━━━━━ TEXTO PROPORCIONADO ━━━━━

Como enfoques prácticos de lo anterior, cabe aludir en primer lugar a la familia, lugar privilegiado para lograr la humanización del hombre. Los padres tenemos la gravísima obligación de educar a nuestros hijos y la sociedad debe considerarnos como los primeros y principales educadores de los mismos. El cumplimiento de este deber de la educación familiar es de tanta trascendencia que, cuando falta, difícilmente puede suplirse. 

En segundo lugar, un factor fundamental de la educación moral de las nuevas generaciones es la institución escolar y el sistema educativo que canaliza las responsabilidades e iniciativas educadoras de la sociedad. El Estado debe garantizar plenamente la formación humana integral a través de la institución escolar, de acuerdo con las convicciones morales y religiosas de los padres. En tercer lugar, los medios de comunicación social, que han de ejercer un papel altamente beneficioso para el desarrollo y la regeneración moral de nuestra sociedad. 

Finalmente, la vida política tiene también sus exigencias morales. Sin una conciencia y sin una voluntad éticas, la actividad política degenera, tarde o temprano, en un poder destructor. Las exigencias éticas se extienden tanto a la gestión pública en sí misma como a las personas que la dirigen o ejercen. 

El espíritu de auténtico servicio y la prosecución decidida del bien común, como bien de todos y de todo el hombre, es lo único capaz de hacer ‘limpia’ la actividad de los hombres políticos, como justamente, además, el pueblo exige.

━━━━━ REGISTROS DE TRABAJO ━━━━━

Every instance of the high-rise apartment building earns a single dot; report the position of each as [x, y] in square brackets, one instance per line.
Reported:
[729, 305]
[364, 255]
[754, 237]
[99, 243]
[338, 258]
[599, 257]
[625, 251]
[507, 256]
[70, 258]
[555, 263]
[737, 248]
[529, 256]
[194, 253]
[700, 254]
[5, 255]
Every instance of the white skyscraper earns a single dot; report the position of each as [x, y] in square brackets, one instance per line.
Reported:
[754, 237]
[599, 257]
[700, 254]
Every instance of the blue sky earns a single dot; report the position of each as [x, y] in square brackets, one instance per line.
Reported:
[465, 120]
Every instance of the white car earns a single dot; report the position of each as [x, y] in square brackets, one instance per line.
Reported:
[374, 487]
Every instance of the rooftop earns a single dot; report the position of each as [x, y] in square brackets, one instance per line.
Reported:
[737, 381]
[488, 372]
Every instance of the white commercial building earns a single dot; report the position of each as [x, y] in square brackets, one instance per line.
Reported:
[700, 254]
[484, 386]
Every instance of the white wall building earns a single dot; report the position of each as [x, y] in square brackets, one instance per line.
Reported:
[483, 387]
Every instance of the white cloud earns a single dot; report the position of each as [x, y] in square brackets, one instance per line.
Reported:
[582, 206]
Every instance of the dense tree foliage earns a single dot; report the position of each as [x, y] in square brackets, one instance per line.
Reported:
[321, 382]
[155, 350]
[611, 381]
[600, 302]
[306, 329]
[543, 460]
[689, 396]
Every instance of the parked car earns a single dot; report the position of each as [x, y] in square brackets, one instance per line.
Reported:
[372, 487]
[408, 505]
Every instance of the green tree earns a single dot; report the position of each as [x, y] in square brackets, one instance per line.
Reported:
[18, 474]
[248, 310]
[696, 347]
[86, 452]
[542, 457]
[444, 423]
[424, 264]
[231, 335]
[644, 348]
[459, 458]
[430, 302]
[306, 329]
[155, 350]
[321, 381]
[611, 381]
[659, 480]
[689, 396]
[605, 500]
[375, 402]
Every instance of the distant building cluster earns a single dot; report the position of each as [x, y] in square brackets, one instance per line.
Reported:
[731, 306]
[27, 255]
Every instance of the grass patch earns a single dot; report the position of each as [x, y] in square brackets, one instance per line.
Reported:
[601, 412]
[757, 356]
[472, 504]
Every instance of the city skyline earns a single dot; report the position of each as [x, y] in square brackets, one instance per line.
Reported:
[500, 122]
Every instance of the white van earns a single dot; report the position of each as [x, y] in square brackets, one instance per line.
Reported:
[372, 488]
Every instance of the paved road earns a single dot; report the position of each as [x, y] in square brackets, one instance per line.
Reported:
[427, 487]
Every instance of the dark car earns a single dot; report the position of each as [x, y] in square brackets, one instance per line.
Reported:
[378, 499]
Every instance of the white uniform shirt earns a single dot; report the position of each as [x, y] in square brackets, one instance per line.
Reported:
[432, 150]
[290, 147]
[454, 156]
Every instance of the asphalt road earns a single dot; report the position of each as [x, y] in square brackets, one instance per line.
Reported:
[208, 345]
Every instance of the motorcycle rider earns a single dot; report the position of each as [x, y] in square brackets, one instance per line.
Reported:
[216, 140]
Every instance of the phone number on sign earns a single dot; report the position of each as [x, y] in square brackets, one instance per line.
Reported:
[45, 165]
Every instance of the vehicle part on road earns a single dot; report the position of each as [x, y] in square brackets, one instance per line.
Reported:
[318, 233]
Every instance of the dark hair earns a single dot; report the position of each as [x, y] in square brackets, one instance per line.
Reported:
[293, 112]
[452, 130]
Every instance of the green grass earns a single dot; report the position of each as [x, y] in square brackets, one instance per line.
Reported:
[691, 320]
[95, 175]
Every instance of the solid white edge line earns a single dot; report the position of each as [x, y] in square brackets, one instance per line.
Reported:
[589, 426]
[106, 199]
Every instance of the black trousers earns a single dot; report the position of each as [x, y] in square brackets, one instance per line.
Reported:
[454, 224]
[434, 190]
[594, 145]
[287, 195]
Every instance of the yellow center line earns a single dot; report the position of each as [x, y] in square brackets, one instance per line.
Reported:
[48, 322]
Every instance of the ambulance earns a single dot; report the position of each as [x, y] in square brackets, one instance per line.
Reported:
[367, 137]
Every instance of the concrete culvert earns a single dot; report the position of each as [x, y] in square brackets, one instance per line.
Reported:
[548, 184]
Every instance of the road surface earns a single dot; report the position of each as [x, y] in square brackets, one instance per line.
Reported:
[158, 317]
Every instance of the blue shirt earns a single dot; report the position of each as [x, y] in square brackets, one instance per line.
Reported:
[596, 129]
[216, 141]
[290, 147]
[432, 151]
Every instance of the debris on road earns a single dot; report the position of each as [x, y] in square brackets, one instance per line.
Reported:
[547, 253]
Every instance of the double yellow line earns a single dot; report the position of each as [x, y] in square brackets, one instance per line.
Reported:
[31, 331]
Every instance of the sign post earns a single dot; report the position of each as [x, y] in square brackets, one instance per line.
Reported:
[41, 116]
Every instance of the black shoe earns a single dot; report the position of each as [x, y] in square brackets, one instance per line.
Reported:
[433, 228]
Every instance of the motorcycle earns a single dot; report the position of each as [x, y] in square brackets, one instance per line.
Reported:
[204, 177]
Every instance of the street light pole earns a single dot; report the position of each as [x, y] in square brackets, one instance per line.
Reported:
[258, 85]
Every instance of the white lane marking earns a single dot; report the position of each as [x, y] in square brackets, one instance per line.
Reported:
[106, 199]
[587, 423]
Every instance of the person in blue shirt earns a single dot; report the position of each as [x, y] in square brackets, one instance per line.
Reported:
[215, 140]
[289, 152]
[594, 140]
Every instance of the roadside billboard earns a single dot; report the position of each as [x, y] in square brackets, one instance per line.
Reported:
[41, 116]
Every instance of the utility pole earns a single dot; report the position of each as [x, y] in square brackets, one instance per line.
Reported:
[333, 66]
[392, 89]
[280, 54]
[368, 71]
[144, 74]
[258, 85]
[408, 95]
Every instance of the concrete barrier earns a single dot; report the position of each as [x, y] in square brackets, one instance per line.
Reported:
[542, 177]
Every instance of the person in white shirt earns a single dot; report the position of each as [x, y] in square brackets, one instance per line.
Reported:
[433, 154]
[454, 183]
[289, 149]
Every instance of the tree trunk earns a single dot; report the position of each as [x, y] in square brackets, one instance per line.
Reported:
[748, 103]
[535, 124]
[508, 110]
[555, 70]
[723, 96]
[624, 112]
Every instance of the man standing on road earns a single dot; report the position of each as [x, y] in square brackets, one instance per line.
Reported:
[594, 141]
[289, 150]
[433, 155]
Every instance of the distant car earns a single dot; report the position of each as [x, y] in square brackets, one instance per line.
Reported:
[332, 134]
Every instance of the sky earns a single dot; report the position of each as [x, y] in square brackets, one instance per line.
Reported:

━━━━━

INSTRUCCIONES DE TRABAJO ::
(A) Transcribe del texto sobre la educación moral el fragmento que empieza con "Como enfoques prácticos" y continúa hasta "difícilmente puede suplirse.".
(B) Reproduce sin cambios las líneas de los registros, comenzando por la línea que contiene "Every instance of the concrete barrier" y siguiendo hasta el final de los registros, con ambos extremos incluidos.

RESPUESTAS POR TAREA ::
(A)
Como enfoques prácticos de lo anterior, cabe aludir en primer lugar a la familia, lugar privilegiado para lograr la humanización del hombre. Los padres tenemos la gravísima obligación de educar a nuestros hijos y la sociedad debe considerarnos como los primeros y principales educadores de los mismos. El cumplimiento de este deber de la educación familiar es de tanta trascendencia que, cuando falta, difícilmente puede suplirse.

(B)
Every instance of the concrete barrier earns a single dot; report the position of each as [x, y] in square brackets, one instance per line.
Reported:
[542, 177]
Every instance of the person in white shirt earns a single dot; report the position of each as [x, y] in square brackets, one instance per line.
Reported:
[433, 154]
[454, 183]
[289, 149]
Every instance of the tree trunk earns a single dot; report the position of each as [x, y] in square brackets, one instance per line.
Reported:
[748, 103]
[535, 124]
[508, 110]
[555, 70]
[723, 96]
[624, 112]
Every instance of the man standing on road earns a single dot; report the position of each as [x, y] in square brackets, one instance per line.
Reported:
[594, 141]
[289, 150]
[433, 155]
Every instance of the distant car earns a single dot; report the position of each as [x, y] in square brackets, one instance per line.
Reported:
[332, 134]
Every instance of the sky earns a single dot; report the position of each as [x, y] in square brackets, one instance per line.
Reported:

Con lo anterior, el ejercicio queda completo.